作業内容: 原文の「過度に詩的という訳ではなく、根底に流れる一つのストーリーがあるように思える。」から「小説は読んだことはないが、『日の名残り』という映画を観たことがある。」までを、一字も変えずにすべて書き出す。

原文:
■ ■ ■ ■
ノーベル文学賞_20241016
・ハン・ガン
2024年のノーベル文学賞は、韓国出身の女性作家、ハン・ガンさんに送られた。
日本語で読めるものもあり、河出書房が出している『すべての、白いものたちの』という本を読んでみた。
身の回りの様々な白いものたちを思い浮かべながら、主人公の過去、現在を振り返っていく物語、というスタイルだ。
過度に詩的という訳ではなく、根底に流れる一つのストーリーがあるように思える。
まとめてしまえば、暗く無感覚になってしまった人が、少しずつエネルギーを感じ始めて、前、未来を、明るい世界を見ていく、という感じだ。
暗くて冷たい白もあれば、温かくて前向きになるような白もある。
真っ白から、銀色のような色、本当の白というよりは白いと表現されるもの(波)など、グラデーションがある。
読者は、著者に連れられあちこちを見て回ることになるが、脳内は常に白い光が片隅にある。
歴史や社会的な構造も含めた感覚なので、個人的なストーリーに留まらず社会への警鐘とも取れるところがある。
・カズオ・イシグロ
日系のイギリス人。
小説は読んだことはないが、『日の名残り』という映画を観たことがある。
Netflixで観ることができる。
30年前の映画だ。
主人公は、立派なお屋敷に仕える執事の男性。
彼自身は特権階級ではなく、そういう人たちに支え、屋敷という建物、空間をマネジメントする立場だ。
主人は、各国の首脳を招くことができる高い身分の人だった。
ヒトラーが台頭し、第二次世界大戦が始まる前、どのような国際政治があったのか、その舞台裏も描いている。
今では大きなホテルがこういった役割を果たしていると思うが、昔は身分の高い有力者が屋敷を保有し、召使たちを鍛錬し、貴賓たちにお支えできるようにしていたのだろう。
それを取りまとめる男は、学がない。
■ ■ ■ ■
レコード一覧:
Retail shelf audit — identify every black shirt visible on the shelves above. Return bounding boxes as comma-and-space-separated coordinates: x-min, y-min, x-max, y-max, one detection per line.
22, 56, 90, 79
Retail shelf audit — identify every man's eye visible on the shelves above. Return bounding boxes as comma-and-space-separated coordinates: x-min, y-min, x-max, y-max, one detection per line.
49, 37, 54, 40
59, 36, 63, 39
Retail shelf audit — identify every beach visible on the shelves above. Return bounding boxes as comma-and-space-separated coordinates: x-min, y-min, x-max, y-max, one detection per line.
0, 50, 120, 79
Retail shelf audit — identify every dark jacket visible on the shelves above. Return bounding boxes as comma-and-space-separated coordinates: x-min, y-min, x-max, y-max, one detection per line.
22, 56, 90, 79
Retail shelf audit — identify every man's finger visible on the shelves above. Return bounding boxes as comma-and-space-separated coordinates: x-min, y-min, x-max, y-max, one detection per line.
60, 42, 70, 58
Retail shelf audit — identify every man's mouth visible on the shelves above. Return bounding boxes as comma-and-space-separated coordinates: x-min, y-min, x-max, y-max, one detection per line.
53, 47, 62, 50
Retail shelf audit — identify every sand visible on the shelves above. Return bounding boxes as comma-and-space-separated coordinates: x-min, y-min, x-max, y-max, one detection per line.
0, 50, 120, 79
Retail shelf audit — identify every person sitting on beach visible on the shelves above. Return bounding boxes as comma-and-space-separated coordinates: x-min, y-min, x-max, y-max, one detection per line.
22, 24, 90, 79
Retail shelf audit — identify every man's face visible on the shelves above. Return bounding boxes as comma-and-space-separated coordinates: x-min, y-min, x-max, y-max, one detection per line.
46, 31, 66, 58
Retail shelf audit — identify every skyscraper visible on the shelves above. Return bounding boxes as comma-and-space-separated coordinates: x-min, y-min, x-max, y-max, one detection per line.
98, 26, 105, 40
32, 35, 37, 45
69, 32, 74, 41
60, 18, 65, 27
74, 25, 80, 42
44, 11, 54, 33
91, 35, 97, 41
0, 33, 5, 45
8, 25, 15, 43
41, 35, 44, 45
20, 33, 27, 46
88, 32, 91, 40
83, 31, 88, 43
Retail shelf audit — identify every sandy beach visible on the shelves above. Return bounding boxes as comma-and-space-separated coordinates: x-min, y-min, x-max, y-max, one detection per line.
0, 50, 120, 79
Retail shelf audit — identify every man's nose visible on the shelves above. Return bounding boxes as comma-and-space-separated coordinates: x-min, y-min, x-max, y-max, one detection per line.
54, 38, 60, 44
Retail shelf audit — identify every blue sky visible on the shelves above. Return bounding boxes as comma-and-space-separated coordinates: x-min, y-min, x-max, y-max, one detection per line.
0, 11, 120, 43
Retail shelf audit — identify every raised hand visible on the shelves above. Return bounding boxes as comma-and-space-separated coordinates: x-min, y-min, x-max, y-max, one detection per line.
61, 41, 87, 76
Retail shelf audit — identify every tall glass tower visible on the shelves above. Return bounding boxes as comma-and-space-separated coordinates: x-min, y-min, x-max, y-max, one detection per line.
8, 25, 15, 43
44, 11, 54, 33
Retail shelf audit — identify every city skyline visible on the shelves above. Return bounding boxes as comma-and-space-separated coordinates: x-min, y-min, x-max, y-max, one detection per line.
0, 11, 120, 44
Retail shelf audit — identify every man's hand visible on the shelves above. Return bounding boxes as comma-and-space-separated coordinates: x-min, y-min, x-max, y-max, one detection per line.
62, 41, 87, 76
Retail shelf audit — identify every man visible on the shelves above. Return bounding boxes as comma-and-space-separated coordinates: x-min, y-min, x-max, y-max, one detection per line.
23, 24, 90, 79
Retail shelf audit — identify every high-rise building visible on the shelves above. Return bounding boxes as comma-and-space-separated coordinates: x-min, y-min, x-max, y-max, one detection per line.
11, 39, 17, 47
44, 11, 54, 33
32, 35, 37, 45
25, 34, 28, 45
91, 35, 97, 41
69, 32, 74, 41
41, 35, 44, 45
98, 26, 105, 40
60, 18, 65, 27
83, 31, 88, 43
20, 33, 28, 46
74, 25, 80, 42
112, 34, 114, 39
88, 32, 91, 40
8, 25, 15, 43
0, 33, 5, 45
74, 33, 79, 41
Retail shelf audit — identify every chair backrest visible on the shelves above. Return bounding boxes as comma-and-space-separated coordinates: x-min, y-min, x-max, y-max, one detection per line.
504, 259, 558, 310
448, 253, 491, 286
■ ■ ■ ■
正しい出力:
過度に詩的という訳ではなく、根底に流れる一つのストーリーがあるように思える。
まとめてしまえば、暗く無感覚になってしまった人が、少しずつエネルギーを感じ始めて、前、未来を、明るい世界を見ていく、という感じだ。
暗くて冷たい白もあれば、温かくて前向きになるような白もある。
真っ白から、銀色のような色、本当の白というよりは白いと表現されるもの(波)など、グラデーションがある。
読者は、著者に連れられあちこちを見て回ることになるが、脳内は常に白い光が片隅にある。
歴史や社会的な構造も含めた感覚なので、個人的なストーリーに留まらず社会への警鐘とも取れるところがある。
・カズオ・イシグロ
日系のイギリス人。
小説は読んだことはないが、『日の名残り』という映画を観たことがある。